PROVIDED ENTRIES
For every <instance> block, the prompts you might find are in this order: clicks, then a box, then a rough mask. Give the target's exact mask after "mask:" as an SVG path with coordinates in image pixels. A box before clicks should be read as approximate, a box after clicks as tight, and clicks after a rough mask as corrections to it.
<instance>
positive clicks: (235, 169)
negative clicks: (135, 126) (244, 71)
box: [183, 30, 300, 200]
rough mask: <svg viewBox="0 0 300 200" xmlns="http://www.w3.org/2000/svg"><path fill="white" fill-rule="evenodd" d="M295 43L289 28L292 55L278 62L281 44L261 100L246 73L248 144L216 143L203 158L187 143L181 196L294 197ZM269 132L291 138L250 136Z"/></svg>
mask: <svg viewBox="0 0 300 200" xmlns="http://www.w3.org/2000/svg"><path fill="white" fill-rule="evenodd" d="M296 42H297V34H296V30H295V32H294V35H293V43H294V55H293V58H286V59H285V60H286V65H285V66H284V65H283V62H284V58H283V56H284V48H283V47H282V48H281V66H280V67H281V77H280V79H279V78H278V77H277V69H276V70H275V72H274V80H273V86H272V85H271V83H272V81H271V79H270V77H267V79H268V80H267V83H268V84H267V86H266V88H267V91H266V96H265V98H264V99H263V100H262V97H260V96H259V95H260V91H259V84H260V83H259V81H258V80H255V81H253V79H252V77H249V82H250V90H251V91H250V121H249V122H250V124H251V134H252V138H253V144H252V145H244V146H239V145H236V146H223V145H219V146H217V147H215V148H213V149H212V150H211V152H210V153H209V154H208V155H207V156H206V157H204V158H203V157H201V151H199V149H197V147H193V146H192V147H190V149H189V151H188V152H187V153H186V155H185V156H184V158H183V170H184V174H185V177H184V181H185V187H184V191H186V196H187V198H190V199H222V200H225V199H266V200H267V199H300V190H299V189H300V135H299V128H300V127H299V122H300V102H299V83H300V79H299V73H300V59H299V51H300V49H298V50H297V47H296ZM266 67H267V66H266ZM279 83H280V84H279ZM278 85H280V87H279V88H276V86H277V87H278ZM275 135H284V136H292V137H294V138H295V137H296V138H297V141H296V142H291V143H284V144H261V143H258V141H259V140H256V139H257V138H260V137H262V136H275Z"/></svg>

TASK DETAILS
Go to the line with "positive clicks: (235, 169)" in the entries above and repeat every line from there through the line with "box: [183, 30, 300, 200]", exactly and with no other text.

SOLUTION FOR THIS PROBLEM
positive clicks: (235, 169)
negative clicks: (135, 126) (244, 71)
box: [183, 30, 300, 200]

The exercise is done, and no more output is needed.